→ **YOUR GOAL**
Using the court ruling below, answer these:
1. Which division of the High Court at Nairobi heard the case?
2. How many grams of cannabis was the applicant found selling?
3. On what date was the applicant sentenced?

Aden Ali Abudo v Republic [2017] KEHC 9020 (KLR) | Sentencing Discretion | Esheria

Aden Ali Abudo v Republic [2017] KEHC 9020 (KLR)

Full Case Text

REPUBLIC OF KENYA

IN THE HIGH COURT OF KENYA AT NAIROBI

CRIMINAL DIVISION

CRIMINAL REVISION NO. 245 OF 2011

ADEN ALI ABUDO……….……..……………………………….…APPLICANT

VERSUS

REPUBLIC……………………………………………….……...RESPONDENT

RULING

The application herein is for revision of sentence. The Applicant was charged with trafficking narcotic drugs contrary to Section 4(a) of Narcotic Drugs and Psychotropic Substances Act No. 4 of 1994. The particulars of the offence were that on 4th January, 2011 at Ziwani Estate in Nairobi, within Nairobi Area was found trafficking drugs by selling 420 grams of Cannabis Sativa (bhang) of street value Kshs. 420/= in contravention of the said Act. The Applicant was convicted on his own plea of guilty and was sentenced to pay a fine of 1 million in default serve 7 years imprisonment. His plea to this court is that he was remorseful and for the period he has been in prison, he has learnt the purpose of not disobeying the law. He was sentenced on 12th April, 2011 which means that by now he has served 6 years in prison.

Data extracted from a collection
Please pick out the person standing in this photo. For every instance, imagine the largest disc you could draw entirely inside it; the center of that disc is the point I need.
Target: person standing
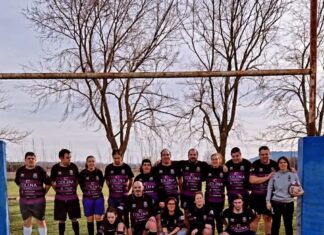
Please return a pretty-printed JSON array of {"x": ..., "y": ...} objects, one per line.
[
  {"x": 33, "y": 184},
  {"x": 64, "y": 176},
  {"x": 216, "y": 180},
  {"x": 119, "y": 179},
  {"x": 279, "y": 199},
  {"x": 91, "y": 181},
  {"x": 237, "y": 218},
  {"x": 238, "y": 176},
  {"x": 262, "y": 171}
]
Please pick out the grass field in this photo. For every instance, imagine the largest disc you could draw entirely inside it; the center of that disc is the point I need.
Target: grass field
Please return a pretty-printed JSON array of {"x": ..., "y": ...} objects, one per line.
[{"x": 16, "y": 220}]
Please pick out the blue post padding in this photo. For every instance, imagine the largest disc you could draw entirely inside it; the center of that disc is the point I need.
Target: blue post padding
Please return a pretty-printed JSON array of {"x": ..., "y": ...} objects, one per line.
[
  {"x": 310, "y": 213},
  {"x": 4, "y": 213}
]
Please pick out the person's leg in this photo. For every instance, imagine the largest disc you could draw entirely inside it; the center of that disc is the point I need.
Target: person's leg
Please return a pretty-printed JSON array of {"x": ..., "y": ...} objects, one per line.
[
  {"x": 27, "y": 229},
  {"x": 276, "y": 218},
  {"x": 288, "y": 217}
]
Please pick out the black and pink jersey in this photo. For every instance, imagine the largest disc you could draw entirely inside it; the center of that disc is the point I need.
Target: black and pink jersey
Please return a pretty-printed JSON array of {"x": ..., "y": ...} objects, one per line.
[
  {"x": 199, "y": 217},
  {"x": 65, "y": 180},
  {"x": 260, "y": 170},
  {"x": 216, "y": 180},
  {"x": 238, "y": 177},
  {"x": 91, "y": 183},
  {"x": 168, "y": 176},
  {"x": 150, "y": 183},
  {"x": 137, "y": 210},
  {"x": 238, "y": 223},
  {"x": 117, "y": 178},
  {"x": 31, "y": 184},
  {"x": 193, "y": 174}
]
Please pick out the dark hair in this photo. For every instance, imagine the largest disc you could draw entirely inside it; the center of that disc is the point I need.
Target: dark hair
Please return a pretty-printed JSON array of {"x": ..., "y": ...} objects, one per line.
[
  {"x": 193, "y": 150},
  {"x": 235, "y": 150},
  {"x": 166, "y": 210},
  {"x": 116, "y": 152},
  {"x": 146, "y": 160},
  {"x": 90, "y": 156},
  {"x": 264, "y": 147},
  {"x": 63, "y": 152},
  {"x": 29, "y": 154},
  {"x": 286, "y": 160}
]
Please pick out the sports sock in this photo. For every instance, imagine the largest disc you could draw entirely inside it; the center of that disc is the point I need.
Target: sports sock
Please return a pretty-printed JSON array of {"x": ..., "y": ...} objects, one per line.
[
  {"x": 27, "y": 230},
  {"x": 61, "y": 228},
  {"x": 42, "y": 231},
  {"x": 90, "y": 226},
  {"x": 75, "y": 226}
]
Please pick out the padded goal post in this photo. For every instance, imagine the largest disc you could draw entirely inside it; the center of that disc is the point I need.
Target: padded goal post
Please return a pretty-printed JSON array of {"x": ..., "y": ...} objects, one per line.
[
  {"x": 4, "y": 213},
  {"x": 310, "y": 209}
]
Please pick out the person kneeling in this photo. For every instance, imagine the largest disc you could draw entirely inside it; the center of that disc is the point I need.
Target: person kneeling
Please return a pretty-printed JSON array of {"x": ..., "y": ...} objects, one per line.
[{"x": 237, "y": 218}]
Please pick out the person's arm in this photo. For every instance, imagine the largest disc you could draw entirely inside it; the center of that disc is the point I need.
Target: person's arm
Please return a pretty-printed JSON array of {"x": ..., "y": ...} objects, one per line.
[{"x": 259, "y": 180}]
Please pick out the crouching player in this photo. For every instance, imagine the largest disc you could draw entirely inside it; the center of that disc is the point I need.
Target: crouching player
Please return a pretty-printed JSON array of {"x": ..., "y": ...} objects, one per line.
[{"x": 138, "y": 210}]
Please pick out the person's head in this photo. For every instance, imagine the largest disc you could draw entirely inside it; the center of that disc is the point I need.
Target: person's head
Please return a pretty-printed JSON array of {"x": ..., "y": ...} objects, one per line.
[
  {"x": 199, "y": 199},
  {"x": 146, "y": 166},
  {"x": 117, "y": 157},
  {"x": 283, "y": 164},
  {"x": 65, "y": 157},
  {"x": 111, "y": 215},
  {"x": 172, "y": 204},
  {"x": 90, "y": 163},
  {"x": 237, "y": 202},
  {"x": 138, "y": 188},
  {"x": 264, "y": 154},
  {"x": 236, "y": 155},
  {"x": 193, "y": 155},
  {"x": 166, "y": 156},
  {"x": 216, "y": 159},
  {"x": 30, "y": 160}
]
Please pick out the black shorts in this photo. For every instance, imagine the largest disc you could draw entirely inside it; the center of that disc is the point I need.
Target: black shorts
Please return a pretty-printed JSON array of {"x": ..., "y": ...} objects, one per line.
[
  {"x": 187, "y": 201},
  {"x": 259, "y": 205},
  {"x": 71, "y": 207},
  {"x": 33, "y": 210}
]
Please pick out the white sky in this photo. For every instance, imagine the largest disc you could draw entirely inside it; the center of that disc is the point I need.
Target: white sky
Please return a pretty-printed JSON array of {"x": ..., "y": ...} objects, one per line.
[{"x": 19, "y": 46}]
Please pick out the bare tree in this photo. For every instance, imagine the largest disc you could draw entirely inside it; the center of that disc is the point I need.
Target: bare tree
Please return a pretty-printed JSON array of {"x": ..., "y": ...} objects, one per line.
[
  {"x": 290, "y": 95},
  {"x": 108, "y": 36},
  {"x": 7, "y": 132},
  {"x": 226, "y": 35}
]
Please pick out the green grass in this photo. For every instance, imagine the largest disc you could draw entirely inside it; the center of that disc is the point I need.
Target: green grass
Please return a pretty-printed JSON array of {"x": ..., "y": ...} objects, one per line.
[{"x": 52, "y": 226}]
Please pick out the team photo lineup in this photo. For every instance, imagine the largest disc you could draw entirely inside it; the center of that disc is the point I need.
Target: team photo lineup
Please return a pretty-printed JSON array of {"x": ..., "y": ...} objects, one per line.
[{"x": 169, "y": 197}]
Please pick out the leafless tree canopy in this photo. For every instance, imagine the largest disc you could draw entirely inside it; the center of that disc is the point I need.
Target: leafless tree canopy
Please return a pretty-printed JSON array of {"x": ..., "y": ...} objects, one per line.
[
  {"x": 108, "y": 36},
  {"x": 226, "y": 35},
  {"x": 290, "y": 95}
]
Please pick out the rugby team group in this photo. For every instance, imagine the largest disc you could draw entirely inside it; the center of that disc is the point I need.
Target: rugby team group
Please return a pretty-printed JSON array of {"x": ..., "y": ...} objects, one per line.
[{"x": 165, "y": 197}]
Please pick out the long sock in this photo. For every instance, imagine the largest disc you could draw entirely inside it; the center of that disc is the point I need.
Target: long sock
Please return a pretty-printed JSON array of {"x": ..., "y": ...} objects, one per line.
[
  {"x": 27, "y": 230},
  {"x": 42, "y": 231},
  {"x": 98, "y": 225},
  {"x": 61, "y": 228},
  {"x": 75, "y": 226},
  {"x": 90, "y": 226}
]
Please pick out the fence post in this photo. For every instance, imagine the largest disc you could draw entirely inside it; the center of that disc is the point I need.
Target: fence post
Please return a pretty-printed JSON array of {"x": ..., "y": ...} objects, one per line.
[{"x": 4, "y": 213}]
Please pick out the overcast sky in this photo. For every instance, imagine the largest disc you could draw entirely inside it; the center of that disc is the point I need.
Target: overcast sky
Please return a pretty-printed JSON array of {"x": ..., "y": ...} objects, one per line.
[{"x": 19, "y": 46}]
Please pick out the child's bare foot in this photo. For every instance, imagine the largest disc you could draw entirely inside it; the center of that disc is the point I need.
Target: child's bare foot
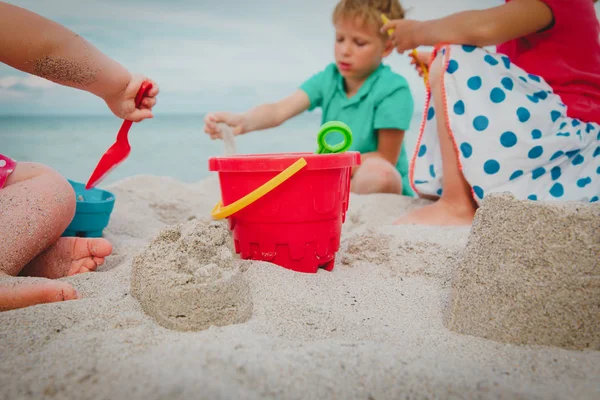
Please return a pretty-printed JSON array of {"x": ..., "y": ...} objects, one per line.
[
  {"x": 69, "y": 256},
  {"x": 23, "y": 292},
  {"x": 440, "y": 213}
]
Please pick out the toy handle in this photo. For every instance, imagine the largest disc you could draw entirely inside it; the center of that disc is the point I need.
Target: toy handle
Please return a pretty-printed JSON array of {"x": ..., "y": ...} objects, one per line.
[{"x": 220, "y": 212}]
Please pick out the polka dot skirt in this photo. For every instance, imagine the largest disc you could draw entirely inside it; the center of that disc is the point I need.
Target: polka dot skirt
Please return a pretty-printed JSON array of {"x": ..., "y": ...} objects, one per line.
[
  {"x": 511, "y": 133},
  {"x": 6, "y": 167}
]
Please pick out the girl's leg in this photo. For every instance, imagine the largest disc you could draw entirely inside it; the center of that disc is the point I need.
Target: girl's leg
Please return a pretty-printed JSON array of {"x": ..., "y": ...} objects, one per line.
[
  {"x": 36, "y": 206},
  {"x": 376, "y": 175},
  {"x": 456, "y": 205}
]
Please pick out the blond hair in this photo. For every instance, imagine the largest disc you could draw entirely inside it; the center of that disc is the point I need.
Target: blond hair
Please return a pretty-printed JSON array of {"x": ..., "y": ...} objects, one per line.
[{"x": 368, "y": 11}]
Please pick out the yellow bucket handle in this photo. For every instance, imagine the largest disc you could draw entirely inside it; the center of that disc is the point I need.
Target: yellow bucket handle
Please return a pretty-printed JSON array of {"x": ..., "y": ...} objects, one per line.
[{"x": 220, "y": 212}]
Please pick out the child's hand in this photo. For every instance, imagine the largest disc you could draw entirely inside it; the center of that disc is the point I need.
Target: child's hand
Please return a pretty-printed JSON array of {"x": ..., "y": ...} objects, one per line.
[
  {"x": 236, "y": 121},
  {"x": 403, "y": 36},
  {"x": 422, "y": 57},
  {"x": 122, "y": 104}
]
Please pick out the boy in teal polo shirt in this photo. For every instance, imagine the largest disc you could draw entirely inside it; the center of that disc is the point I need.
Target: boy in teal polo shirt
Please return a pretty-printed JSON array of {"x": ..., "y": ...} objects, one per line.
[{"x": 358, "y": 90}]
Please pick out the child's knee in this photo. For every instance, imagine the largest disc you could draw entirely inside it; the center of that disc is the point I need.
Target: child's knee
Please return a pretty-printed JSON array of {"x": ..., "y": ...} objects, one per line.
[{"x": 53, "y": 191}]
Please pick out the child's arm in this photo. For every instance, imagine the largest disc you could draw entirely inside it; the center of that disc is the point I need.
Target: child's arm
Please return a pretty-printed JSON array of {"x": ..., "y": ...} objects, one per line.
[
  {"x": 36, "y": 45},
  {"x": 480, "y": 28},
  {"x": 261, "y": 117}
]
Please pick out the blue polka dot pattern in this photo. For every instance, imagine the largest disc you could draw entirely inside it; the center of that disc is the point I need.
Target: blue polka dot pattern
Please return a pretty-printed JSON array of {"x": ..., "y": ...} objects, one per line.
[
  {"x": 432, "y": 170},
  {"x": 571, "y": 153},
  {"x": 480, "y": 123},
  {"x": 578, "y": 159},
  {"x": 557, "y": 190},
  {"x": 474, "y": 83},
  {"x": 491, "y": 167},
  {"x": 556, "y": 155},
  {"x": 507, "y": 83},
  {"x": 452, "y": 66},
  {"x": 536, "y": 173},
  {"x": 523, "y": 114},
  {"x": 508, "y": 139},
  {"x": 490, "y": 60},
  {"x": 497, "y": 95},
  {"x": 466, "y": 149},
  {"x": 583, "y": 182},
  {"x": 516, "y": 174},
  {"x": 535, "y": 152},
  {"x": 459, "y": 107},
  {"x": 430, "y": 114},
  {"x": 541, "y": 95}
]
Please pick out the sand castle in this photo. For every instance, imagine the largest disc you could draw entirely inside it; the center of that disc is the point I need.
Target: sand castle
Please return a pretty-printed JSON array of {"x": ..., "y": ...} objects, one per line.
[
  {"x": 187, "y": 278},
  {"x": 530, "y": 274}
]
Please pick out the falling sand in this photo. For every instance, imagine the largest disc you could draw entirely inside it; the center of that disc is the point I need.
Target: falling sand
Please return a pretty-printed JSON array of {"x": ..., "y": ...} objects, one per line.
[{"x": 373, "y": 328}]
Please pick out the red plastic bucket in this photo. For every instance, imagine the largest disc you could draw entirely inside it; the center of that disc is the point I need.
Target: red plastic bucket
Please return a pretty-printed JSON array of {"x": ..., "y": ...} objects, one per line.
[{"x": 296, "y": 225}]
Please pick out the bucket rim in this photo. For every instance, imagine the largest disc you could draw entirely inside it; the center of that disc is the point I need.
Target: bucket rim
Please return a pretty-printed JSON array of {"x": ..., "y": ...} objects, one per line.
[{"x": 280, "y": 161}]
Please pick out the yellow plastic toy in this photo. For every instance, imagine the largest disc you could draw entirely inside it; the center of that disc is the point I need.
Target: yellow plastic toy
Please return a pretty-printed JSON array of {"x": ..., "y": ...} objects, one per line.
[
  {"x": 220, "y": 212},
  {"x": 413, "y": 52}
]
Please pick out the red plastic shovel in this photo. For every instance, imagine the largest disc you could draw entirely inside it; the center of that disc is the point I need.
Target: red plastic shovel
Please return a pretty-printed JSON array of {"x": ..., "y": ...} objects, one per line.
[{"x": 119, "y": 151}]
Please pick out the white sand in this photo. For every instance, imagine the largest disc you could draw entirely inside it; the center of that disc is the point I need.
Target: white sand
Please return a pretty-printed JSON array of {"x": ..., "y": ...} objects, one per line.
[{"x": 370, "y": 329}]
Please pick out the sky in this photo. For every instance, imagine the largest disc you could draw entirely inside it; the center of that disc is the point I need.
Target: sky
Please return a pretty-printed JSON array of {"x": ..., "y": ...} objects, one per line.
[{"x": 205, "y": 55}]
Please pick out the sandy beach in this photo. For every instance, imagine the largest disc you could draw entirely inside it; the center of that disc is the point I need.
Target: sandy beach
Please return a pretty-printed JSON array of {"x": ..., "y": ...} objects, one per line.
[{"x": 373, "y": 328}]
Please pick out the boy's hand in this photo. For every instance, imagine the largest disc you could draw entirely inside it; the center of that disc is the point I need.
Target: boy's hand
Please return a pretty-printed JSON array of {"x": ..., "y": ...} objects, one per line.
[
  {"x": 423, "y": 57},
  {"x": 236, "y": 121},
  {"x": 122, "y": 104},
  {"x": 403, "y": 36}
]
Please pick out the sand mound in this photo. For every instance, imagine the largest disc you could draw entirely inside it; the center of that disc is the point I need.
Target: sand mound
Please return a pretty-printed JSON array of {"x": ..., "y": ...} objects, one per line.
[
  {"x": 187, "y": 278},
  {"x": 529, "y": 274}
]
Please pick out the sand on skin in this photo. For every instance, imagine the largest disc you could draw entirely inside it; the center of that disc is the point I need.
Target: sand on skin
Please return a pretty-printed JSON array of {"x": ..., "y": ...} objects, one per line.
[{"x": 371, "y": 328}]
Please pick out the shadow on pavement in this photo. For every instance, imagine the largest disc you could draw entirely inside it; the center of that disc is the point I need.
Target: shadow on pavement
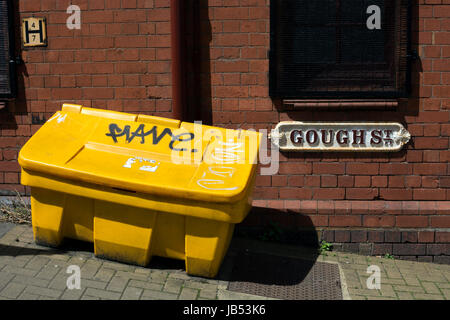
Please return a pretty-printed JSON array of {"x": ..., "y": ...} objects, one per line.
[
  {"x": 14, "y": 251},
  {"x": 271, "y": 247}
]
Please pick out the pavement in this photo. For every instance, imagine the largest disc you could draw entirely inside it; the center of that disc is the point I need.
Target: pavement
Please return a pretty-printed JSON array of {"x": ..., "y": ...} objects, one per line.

→ **WRITTEN REPLY**
1. The Criminal Division
2. 420 grams
3. 12th April, 2011